▶ _Extract_
Important Terminology
| Term |
Capacity |
Description |
| Total Lung Capacity (TLC) |
5-6 litres |
Total volume of air that can be held by both lungs |
Vital Capacity
(VC) |
4-5 litres |
Maximum volume that can be breathed out after maximum inspiration |
| Residual Volume (RV) |
1.5 litres |
Amount of gas left in lungs after maximum expiration. RV is about 25% of TLC |
Tidal Volume
(TV) |
0.5 litres (approx.) |
Volume of gas moved in and out during normal breathing resting cycle |
| Dead Air Space |
150ml |
The air that is not inhaled or exhaled in one breathe. |
Respiratory Minute Volume
(RMV) |
25 litres |
Total amount of gas moved in and out of lungs during one minute (approximately 6 litres per minute at rest and 100 litres per minute with strenuous exercise). |
| Surface Air Consumption (SAC) |
25 Litres |
A typical breathing rate per minute for a diver. |
Barotrauma of the lungs
Lung squeeze or over-expansion of the lungs is very dangerous, it's probably the number 1 rule of diving - never allow a pressure difference to occur in the lungs, especially on the ascent That is NEVER HOLD YOUR BREATH whilst underwater.
Lung Squeeze - The average lungs are designed to go from about 6 litres when full to a minimum of 1.5 litres (Residual Volume) when you breath out. If they shrink beyond the Residual volume, serious problems will occur.

Dataset records:

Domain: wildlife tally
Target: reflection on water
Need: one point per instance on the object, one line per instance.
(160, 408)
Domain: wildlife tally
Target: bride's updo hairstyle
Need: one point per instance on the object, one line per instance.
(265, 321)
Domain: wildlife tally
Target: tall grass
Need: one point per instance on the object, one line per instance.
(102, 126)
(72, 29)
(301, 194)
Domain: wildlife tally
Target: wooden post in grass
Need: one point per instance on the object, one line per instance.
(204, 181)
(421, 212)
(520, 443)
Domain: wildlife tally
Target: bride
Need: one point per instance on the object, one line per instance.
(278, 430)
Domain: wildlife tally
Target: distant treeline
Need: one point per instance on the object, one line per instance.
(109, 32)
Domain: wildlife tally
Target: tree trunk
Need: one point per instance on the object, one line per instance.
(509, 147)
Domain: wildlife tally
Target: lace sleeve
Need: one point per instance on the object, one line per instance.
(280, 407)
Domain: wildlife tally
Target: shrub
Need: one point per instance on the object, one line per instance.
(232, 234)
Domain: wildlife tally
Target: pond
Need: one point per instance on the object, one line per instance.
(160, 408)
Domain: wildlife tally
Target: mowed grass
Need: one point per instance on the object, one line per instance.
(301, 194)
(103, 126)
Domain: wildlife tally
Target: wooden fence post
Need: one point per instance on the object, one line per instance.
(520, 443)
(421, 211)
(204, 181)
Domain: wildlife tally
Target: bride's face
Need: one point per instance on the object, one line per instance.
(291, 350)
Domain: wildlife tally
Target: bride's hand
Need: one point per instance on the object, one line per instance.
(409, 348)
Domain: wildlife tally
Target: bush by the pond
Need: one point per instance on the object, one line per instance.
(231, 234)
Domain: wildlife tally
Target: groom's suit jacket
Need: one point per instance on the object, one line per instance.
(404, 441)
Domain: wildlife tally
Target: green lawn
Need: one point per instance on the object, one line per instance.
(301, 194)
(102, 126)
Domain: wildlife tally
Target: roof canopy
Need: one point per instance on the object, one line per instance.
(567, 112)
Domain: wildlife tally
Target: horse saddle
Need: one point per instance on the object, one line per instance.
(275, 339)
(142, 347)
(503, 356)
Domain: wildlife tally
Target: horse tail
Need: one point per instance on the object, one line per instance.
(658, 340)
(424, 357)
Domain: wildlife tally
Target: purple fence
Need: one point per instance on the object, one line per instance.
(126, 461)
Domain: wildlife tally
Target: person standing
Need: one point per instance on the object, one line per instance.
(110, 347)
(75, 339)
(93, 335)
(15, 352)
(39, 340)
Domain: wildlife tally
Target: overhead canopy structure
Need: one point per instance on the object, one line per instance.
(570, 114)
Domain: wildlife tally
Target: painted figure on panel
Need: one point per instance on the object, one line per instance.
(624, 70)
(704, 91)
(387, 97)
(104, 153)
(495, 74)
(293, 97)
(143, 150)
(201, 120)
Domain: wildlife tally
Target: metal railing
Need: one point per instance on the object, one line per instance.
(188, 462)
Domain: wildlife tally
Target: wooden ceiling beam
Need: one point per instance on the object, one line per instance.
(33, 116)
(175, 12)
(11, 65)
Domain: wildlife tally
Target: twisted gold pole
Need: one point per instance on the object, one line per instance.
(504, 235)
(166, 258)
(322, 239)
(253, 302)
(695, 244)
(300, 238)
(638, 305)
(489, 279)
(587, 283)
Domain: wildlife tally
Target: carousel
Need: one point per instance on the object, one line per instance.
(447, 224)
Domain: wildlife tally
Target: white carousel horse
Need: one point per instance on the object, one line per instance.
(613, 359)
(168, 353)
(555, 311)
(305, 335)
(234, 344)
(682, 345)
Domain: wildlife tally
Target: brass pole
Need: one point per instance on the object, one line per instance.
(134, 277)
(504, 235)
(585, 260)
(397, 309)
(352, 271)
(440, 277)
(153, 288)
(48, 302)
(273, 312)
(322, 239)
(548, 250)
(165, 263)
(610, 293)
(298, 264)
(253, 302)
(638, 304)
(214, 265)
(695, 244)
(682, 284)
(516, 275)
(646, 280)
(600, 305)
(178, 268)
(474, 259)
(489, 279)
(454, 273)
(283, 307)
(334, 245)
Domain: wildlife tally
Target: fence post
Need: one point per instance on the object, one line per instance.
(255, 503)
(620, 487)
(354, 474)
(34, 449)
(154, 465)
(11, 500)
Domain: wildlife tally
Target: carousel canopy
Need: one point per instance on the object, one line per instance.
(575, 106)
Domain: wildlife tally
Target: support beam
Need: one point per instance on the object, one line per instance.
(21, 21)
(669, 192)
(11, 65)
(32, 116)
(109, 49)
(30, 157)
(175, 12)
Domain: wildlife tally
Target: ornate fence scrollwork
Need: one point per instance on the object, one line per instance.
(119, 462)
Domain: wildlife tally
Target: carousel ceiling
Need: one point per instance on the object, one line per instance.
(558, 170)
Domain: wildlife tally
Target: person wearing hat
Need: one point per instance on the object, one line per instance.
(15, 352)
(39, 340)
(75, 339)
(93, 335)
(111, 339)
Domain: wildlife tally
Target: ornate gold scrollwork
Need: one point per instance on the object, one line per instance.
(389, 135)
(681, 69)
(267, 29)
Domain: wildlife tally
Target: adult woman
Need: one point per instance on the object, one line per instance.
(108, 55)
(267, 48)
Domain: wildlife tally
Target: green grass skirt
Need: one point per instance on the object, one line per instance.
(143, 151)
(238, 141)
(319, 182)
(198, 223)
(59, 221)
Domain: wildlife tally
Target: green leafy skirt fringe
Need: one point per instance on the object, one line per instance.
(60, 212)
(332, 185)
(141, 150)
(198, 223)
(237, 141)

▶ _Required work_
(a) List every term defined in the table in the lung-volume text.
(b) Copy everything in the lung-volume text from "Lung Squeeze - The" down to "problems will occur.", and switch "shrink" to "contract".

▶ _Numbered responses_
(a)
Total Lung Capacity (TLC)
Vital Capacity (VC)
Residual Volume (RV)
Tidal Volume (TV)
Dead Air Space
Respiratory Minute Volume (RMV)
Surface Air Consumption (SAC)

(b)
Lung Squeeze - The average lungs are designed to go from about 6 litres when full to a minimum of 1.5 litres (Residual Volume) when you breath out. If they contract beyond the Residual volume, serious problems will occur.